• EXERCISE REQUIREMENTS:
A. Shorten the paragraph in the TV and OTT advertising article that opens with "Mehta asserts that the advertising landscape," keeping its main facts.
B. Reproduce word for word the part of the TV and OTT advertising article that begins at the words "The arrival of OTT" and ends after the words "platforms gaining prominence?".
C. Write the next part of the article on TV and OTT advertising, picking up after its last sentence.

• PAGE EXCERPT:

■ ■ ■ ■

As the reach of smart TV increases, we will get much better insights and targeting about audiences’ likes, dislikes and preference, says Singh. “Apart from that, the OEMs’ data will serve as DSPs (Demand Side Platforms) for advertisers, thus giving OTTs a run for their money. Thus, while prima facie OTT looks a better bet, rapid penetration of smart TVs coupled with effective utilisation of data by OEMs can change the game in good old idiot box’s favour. The future looks exciting,” he adds.

Seeing the connected TV growth in the past two years, TV would not be the preferred medium for brands after a few years, feels Vishal Agrahari
AVP Media BC Web Wise

Now, digital is not just restricted to mobile and desktop device, Mehta points out. Samsung smart TV has 300 million users, Xiaomi/Mi has 400 million users; so TVs are becoming digital and it will open a new era of advertising with a blend of digital targeting to TV. Connected TV has 45 million reach and by 2025 it will reach 120 million. The subscription of content on connected TV is much cheaper. With an annual subscription of Rs 1,000, users can see all genre content on OTT. 5G services have just launched in India and this will further push traditional TV watchers to Connected TV. Also, with Martech coming in, opportunities to engage/ experience for users on TV will also increase with VR and mataverse,” he says.

Mehta asserts that the advertising landscape has changed with the arrival of digital. “Yes, it has changed. Digital measurable metrics and martech capabilities for top-to-bottom funnel have given more allocations to digital than other mediums. By 2023, digital ad spends will be equal to TV ad spends, whereas other mediums such as print, radio, and outdoor ad spends being cut. Digital media is expected to have a 29.5% CAGR to reach a market size of Rs 35,809 crore by 2023,” he says.

Arrival of OTT

The arrival of OTT platforms has changed the audience demography in a considerable way with a large chunk of urban youngsters turning to streaming. And there is the increasing influence of digital media. How do these aspects affect the advertising plans of brands and media agencies? Going forward, will TV remain as a preferred medium of advertisers and brands, or will its relevance diminish with digital and streaming media platforms gaining prominence?

According to Pradeep N Dutta, OTT platforms have been increasingly strengthening their presence across audience demographics. “This has led to an uptick in the user and viewer base. A FICCI-EY report which released early this year pointed that audio and video streaming subscribers in India rose to 80 million in 2021 from 50 million in 2020. Hence for consumer brands like PLSI, OTT platforms are becoming relevant than ever. We expect that it will become a mandate for brands across categories to park a part of their budgets for OTT advertising going ahead,” says Dutta.

■ ■ ■ ■

[Dataset entries]
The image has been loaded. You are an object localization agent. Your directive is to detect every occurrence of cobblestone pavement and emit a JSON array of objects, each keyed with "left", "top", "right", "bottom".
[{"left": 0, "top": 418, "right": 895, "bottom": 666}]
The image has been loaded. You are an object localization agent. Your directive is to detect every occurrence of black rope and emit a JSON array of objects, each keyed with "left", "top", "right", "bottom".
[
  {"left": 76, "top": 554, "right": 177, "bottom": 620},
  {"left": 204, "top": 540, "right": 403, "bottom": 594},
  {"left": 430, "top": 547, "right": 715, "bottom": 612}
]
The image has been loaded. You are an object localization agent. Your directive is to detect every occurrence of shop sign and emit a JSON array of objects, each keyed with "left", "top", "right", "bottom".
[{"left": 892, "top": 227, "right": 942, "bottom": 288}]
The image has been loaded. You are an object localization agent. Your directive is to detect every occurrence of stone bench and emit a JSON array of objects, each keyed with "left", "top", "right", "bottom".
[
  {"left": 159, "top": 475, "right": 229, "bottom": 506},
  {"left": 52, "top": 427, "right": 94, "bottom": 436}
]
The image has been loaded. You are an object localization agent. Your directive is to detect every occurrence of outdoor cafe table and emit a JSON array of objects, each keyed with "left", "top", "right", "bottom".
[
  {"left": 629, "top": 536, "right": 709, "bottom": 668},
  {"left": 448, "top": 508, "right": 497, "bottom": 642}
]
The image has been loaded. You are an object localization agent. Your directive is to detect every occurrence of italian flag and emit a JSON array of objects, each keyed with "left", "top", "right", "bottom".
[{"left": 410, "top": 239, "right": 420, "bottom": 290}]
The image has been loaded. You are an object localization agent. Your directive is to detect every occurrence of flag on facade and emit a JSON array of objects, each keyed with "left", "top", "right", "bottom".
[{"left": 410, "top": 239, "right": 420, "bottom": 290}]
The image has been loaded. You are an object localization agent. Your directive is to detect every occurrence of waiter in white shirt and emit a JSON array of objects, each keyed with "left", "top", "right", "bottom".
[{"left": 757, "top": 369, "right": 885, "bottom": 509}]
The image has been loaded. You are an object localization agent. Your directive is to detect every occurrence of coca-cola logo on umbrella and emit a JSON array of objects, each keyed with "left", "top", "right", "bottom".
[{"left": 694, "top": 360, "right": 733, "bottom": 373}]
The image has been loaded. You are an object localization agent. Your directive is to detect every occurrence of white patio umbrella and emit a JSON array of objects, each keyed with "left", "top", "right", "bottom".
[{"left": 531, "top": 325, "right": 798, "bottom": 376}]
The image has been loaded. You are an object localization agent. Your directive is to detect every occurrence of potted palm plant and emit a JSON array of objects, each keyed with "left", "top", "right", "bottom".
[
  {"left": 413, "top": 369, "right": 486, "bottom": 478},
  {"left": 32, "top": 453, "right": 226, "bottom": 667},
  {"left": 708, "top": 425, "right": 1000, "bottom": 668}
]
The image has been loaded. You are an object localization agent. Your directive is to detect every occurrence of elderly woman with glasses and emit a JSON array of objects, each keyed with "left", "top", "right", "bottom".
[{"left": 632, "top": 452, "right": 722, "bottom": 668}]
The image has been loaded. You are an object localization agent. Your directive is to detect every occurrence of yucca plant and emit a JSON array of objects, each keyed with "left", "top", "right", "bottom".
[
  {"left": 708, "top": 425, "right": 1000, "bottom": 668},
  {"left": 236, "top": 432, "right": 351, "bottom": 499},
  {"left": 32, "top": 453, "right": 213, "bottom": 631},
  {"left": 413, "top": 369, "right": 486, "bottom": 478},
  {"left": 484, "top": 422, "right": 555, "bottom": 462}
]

■ ■ ■ ■

• ANSWERS IN ORDER:
A. Mehta says digital has changed the advertising landscape. Measurable digital metrics and martech capabilities across the full funnel have pulled more budget to digital than to other mediums. By 2023, digital ad spends will equal TV ad spends, while spending on print, radio and outdoor is being cut. Digital media is expected to grow at a 29.5% CAGR to a market size of Rs 35,809 crore by 2023.

B.
The arrival of OTT platforms has changed the audience demography in a considerable way with a large chunk of urban youngsters turning to streaming. And there is the increasing influence of digital media. How do these aspects affect the advertising plans of brands and media agencies? Going forward, will TV remain as a preferred medium of advertisers and brands, or will its relevance diminish with digital and streaming media platforms gaining prominence?

C.
“We have observed a huge rise in OTT platforms fuelled by high-speed data and low-cost smart phones along with a pandemic forcing high usage of devices for online classes and work-from-home activities. There has been a high incidence of usage of broadband and WiFi services fuelling further growth in the consumption of content on OTT platforms. As a result, we have increased our presence on most of the OTT platforms significantly over the past couple of years,” says Krishnarao Buddha.

The rising popularity of OTT platforms has transformed the entertainment experience for all demographics, says Abbey Thomas.
“From ‘Let’s go for a good movie’, Indian audience transitioned to ‘Netflix and Chill’. As per the fourth edition of the Indian Over-the-Top (OTT) Platforms Report 2021 (post-pandemic consumption), published by MICA, consumption of content across OTT platforms in 2020-21 was the highest among viewers aged 15-34, revealed. The urban youth and rural audience with the higher penetration of smart phones and internet connectivity have become an important part of the OTT subscriber base. We are also witnessing users shifting from paid TV subscriptions to Internet-based streaming services, which has led to the immense rise in OTT universe – from just two OTT platform in 2012 to about 40 players at present. The OTT revolution has come a long way in India,” he says.

According to him, this attitudinal transition has built strong inroads for the digital medium, thus opening doors to numerous possibilities for brands to connect with their audiences. The digital medium, he adds, has witnessed a 2X growth as compared to traditional media on a Y-O-Y basis. “As advertising is driven by consumer engagement and behavior, we do see a substantial rise in influencer marketing. For the effective delivery of key campaigns, brand or product awareness, driving customer aspirations, influencer marketing adds great value and is part of the advertising plans of a brand. At Volkswagen as well, we engaged with new-age influencers for our newly launched products Taigun & Virtus campaigns,” he adds.

Krishal Mehta feels that the increasing influencers of digital media affect the advertising plans of brands and media agencies. “The youngsters from not only metros, but Tier 1, Tier 2 are also reachable on digital with precise targeting of affinity. There is consistent growth of internet penetration across the country regions due to short-form video content and OTT which is free available and these aspects are affecting the advertising plans,” he adds.

“TV ads still contribute to the major chunk of the spends. However, reports indicate even as the advertising industry faced inflationary headwinds during the pandemic; the ad revenue for most OTT platforms remained buoyant in the first half of 2022. While factors such as unique content and increasing brand spends are key reason for advertisers to lean towards digital, we will have to wait and watch for the situation to evolve,” observes Pradeep N Dutta.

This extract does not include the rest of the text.